> **SOURCE TEXT**:
·····

Being a victim does not make you an expert. Further, being a victim does not make you morally superior. People need to remember this.
CBS Sunday Morning ran an editorial this morning from Shauna Saxton of Odessa, Texas. She “locked eyes” with the murderer in Texas. Fortunately for her and her family, she had the presence of mind to hit the accelerator and get out of there. Nonetheless, she is calling on Congress to take action.
I’m not sure how Mrs. Saxton has become the public face of the tragedy in Odessa and Midland. Neither she nor her family were injured and I’m thankful for that. A Google search on her name and Odessa pulls up many stories about her experience along with multiple interviews. In a sense, she has become the David Hogg of the Odessa tragedy – there but not injured.
Mrs. Saxton gave a tearful commentary intended to tug on your heartstrings. It is aimed at conservatives to make them agree that we need more gun control.
This awful experience has changed me. Things I once believed to be true have now been brought into question. Do private citizens need access to weapons as deadly as an assault rifle? This question and others like it are a hot topic here in Texas, and in other states around the nation. It is a very difficult question. How do we promote public safety whilst protecting the rights of people who choose to bear arms?
The problem, by necessity, will require compromise from both sides. No one is going to get exactly what they want; life just isn’t that way. (I learned this lesson as a young girl with six brothers.) But we can look for common ground and be willing to give and take.
There are two problems with this argument. First, the ideas being promoted – red flag laws, assault weapons (sic) bans, and mag restrictions – would not have changed a thing in Odessa and Midland or anywhere else. Dangerous people are going to use whatever tool is at their disposal. Red flag laws remove the weapon but not the dangerous person.
In this case, the murderer reportedly obtained his firearm from an illegal manufacturer making any sort of universal background check irrelevant.

·····

> **EXTRACTED RECORDS**:

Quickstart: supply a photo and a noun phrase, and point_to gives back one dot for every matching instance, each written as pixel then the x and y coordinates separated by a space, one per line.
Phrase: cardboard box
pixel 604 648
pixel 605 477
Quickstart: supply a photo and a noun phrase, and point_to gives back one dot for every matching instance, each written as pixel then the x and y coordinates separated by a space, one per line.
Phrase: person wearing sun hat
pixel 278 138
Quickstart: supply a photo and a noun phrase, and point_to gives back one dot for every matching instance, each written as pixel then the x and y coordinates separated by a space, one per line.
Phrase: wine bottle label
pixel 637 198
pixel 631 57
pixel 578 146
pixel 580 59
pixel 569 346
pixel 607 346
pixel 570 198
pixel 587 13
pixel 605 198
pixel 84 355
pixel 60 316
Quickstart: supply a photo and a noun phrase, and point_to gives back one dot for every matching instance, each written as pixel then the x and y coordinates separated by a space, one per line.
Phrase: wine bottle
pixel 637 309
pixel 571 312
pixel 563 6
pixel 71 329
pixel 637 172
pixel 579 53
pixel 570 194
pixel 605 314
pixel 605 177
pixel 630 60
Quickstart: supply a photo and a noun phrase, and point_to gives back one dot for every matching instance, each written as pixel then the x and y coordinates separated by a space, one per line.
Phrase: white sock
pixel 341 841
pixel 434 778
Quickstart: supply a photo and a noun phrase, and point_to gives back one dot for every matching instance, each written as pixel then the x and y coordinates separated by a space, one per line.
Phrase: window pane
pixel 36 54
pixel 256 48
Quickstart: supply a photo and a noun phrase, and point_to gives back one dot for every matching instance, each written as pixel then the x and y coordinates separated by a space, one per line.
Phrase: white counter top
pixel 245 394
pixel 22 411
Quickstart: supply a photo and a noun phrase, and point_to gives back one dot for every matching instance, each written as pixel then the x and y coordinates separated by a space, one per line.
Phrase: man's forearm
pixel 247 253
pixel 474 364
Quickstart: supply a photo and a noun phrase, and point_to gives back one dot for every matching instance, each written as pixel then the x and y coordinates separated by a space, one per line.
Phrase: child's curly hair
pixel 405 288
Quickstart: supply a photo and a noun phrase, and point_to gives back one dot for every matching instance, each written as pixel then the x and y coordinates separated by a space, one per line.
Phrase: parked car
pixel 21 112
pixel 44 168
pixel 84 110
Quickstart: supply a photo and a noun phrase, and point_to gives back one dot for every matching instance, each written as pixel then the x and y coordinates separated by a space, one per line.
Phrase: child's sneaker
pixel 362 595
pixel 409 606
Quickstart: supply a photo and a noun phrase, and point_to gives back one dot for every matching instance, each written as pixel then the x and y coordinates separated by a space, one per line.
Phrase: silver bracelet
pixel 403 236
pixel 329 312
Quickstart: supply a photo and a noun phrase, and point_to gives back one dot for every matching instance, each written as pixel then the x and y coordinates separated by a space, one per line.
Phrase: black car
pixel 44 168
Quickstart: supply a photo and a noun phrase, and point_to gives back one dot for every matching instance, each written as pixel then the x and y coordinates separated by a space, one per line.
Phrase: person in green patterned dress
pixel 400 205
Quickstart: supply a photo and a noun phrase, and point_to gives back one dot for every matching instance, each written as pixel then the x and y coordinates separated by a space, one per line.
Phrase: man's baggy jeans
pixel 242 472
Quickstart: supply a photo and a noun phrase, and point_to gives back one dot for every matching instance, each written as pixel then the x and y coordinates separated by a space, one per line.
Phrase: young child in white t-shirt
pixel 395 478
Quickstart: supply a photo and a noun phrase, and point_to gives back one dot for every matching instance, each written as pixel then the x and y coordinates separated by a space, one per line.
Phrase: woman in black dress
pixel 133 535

·····

> **WRITTEN EXERCISE**: Can you write the next part of the commentary on gun control after the Odessa shooting, starting right after its last sentence? These rows come from a different source than the commentary.

> **EXERCISE RESULT**:
The second problem with her argument is that the only side giving up anything will be gun owners. The gun prohibitionists will be getting something. The only compromise they make is not to take everything now.
Mrs. Saxton concludes:
As Congress reconvenes, I call on all its members to be men and women of action. I implore our leaders to recognize this growing danger for what it is, and act upon it. If we continue to do nothing, these tragedies will repeat themselves, and more innocent lives will be lost.
To the leaders of this great country, I say, take up the mantle of the responsibility you have been given. Be courageous. Stand for those who you represent. We pray daily for you that you will do the right thing, and that you will be honorable in your work, indeed, that you will find a solution by which all Americans can benefit.
We must take action. We must do something. Doing nothing is not an option.
Doing nothing is always an option. As a former student of public policy at the graduate level, doing nothing is always on the table. Indeed, doing nothing is often the best option. “Doing something” in response to a tragic event leads to bad and ineffective policies.
I’m afraid that in the current political climate politicians will agree with Mrs. Saxton and think they have “to do something”. It won’t save anyone but “they did something”.
UPDATE: The video of Mrs. Saxton’s commentary has been removed from both YouTube and from the CBS News website. You get this message when you click on the link to it above: “The page may have been removed, had its name changed, or is just temporarily unavailable.” Interesting.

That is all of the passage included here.